▶ **What you will do**: Reproduce the listing verbatim.

═══ Data shown ═══

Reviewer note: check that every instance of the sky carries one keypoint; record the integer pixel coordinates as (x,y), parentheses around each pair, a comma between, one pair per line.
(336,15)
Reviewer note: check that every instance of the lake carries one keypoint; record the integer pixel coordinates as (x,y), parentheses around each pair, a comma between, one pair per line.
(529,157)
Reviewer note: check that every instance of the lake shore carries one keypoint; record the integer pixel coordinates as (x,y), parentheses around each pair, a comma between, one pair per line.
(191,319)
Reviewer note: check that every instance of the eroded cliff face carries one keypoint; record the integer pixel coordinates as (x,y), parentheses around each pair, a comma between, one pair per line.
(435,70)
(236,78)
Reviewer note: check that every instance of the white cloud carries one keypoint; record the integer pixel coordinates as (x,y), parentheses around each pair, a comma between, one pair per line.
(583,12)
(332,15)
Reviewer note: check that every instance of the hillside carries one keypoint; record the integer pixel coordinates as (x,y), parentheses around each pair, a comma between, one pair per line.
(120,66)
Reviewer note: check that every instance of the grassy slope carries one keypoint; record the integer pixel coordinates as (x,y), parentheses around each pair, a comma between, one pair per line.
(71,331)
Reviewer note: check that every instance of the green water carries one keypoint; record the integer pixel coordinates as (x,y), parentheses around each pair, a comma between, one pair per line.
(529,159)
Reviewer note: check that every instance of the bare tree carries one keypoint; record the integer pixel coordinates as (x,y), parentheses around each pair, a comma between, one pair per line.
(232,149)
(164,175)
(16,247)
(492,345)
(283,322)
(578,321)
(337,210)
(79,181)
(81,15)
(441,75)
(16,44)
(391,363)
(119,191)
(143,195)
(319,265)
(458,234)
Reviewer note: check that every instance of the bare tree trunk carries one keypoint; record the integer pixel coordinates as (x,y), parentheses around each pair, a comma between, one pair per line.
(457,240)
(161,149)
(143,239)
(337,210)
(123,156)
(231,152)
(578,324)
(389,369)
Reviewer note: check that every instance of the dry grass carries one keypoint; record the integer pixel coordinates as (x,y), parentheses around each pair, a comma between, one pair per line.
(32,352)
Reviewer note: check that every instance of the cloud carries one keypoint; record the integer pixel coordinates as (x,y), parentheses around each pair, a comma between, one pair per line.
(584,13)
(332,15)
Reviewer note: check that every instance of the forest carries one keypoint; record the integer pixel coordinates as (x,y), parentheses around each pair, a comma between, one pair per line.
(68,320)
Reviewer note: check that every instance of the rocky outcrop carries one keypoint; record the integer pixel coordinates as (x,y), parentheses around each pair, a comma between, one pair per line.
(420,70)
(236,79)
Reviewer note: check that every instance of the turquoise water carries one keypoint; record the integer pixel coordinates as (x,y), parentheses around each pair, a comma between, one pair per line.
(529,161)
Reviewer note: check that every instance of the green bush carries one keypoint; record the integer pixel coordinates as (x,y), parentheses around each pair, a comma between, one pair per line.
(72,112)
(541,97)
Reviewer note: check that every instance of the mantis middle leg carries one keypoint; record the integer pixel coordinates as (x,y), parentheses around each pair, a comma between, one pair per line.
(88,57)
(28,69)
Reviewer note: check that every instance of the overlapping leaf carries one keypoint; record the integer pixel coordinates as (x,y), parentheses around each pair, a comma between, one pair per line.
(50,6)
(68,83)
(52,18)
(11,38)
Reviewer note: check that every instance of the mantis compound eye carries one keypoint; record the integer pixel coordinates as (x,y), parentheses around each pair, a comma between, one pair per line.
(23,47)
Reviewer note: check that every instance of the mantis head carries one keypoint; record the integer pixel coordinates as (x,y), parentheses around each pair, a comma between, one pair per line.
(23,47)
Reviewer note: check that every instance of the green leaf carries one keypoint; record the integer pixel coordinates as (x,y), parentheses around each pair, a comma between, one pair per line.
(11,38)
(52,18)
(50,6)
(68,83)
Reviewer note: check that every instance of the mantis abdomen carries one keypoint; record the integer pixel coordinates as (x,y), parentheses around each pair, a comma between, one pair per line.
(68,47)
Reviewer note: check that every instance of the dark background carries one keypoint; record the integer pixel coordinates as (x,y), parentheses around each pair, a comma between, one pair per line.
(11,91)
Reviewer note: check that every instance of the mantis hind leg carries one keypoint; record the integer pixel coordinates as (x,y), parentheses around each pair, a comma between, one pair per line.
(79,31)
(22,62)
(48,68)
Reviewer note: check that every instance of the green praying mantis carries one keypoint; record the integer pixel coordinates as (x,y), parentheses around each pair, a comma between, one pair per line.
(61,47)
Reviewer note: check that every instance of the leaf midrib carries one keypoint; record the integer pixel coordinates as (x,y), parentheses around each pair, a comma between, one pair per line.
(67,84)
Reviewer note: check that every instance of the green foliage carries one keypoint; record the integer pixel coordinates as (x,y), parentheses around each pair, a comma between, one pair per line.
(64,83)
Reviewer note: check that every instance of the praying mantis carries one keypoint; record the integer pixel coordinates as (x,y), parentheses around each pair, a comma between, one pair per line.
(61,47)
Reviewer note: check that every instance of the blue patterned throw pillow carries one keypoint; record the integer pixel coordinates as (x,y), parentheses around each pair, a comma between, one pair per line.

═══

▶ **Problem solution**:
Reviewer note: check that every instance of the sky carries one keypoint; record the integer pixel coordinates as (x,y), parentheses around each pair, a comma between, one pair per line.
(336,15)
Reviewer note: check that every instance of the lake carries one keypoint; record the integer pixel coordinates as (x,y), parentheses around each pair, a comma between, one pair per line.
(529,157)
Reviewer note: check that every instance of the lake shore carries one keypoint; record the integer pixel coordinates as (x,y), parentheses around each pair, a comma between, one pair per line.
(191,319)
Reviewer note: check that every instance of the eroded cliff face carries one keypoint; record the integer pixel coordinates as (x,y), parentheses around each pair, a comma between, one pair per line.
(435,70)
(236,78)
Reviewer note: check that every instance of the white cloud carries one keypoint; record the integer pixel coordinates as (x,y), parentheses around each pair, a comma between, one pair per line.
(583,12)
(332,15)
Reviewer note: check that every instance of the hillside carries one keypoint; record the integer pixel coordinates as (x,y), parentheses around each pair, a comma between, one pair per line.
(120,66)
Reviewer note: check that every instance of the grassy slope carries one keypoint; record the integer pixel coordinates as (x,y), parentheses around each pair, a comma between, one pair per line.
(71,331)
Reviewer note: check that every instance of the green water carries one keypoint; record the integer pixel coordinates as (x,y), parentheses around each pair, a comma between, one pair per line.
(529,159)
Reviewer note: check that every instance of the bare tree carries one keypoint; record the integer pixel coordinates as (x,y), parentheses around each pair, a comma between, one pair per line.
(232,149)
(164,175)
(16,247)
(492,345)
(283,322)
(578,321)
(337,210)
(79,181)
(81,15)
(441,75)
(16,44)
(391,363)
(119,191)
(143,195)
(319,265)
(458,234)
Reviewer note: check that every instance of the bare tree trunk carries one keypoint; record the integer pixel coordinates as (x,y), parentheses around each pair, a comma between, one pair per line.
(457,240)
(161,149)
(143,239)
(337,210)
(123,156)
(231,152)
(578,324)
(389,369)
Reviewer note: check that every instance of the dry grass carries one keypoint; record the integer pixel coordinates as (x,y), parentheses around each pair, a comma between, one pair per line.
(32,352)
Reviewer note: check that every instance of the cloud carries one keypoint; record the integer pixel coordinates as (x,y), parentheses around each pair, a comma between, one pair per line.
(584,13)
(332,15)
Reviewer note: check that every instance of the forest carries one keypoint; record the integer pixel coordinates as (x,y), parentheses around each pair, a comma between, one pair per line.
(68,320)
Reviewer note: check that every instance of the rocky outcrop carries one keypoint; record the integer pixel coordinates as (x,y), parentheses around each pair, a comma between, one pair per line.
(420,70)
(236,79)
Reviewer note: check that every instance of the turquoise water carries one keypoint; record the integer pixel coordinates as (x,y), parentheses around each pair, a comma between, one pair per line.
(529,161)
Reviewer note: check that every instance of the green bush carries one keypoint; record the integer pixel coordinates as (x,y), parentheses around each pair, a comma between, one pair per line.
(72,112)
(541,97)
Reviewer note: check that every instance of the mantis middle leg carries one keypoint; record the integer pixel coordinates as (x,y), parentheses around each pair, a comma between, one pair per line.
(88,57)
(28,69)
Reviewer note: check that every instance of the overlapping leaf carries one keypoint; record the integer pixel coordinates as (x,y), parentheses around each pair, a comma between, one pair per line.
(50,6)
(68,83)
(52,18)
(11,38)
Reviewer note: check that every instance of the mantis compound eye carries one keypoint; record the integer pixel coordinates as (x,y), parentheses around each pair, a comma between, one pair per line.
(23,47)
Reviewer note: check that every instance of the mantis head carries one keypoint; record the integer pixel coordinates as (x,y), parentheses around each pair, a comma between, one pair per line.
(23,47)
Reviewer note: check that every instance of the green leaf carries one keypoint; record the integer pixel coordinates as (x,y), parentheses around each pair, a comma between, one pair per line.
(11,38)
(52,18)
(50,6)
(68,83)
Reviewer note: check that every instance of the mantis abdomen carries one keypoint; record the integer pixel coordinates as (x,y), parentheses around each pair, a comma between, one pair per line.
(68,47)
Reviewer note: check that every instance of the dark background carries one keypoint; record the integer pixel coordinates as (x,y), parentheses around each pair, a comma between, one pair per line.
(11,91)
Reviewer note: check that every instance of the mantis hind leg carries one keypoint; record the integer pixel coordinates as (x,y), parentheses around each pair, a comma between, one pair per line.
(79,31)
(22,62)
(48,68)
Reviewer note: check that every instance of the green praying mantis carries one keypoint; record the integer pixel coordinates as (x,y), parentheses around each pair, a comma between, one pair per line.
(61,47)
Reviewer note: check that every instance of the leaf midrib carries one keypoint; record the integer pixel coordinates as (x,y), parentheses around each pair, a comma between, one pair per line.
(67,84)
Reviewer note: check that every instance of the green foliage carries one keypoint; record the integer pixel coordinates as (x,y), parentheses around each pair, a comma between, one pair per line.
(64,83)
Reviewer note: check that every instance of the praying mantis carries one keypoint; record the integer pixel coordinates as (x,y), parentheses around each pair, a comma between, one pair per line.
(61,47)
Reviewer note: check that every instance of the blue patterned throw pillow carries one keypoint; record the integer pixel coordinates as (x,y), parentheses around each pair, a comma between, one pair per line.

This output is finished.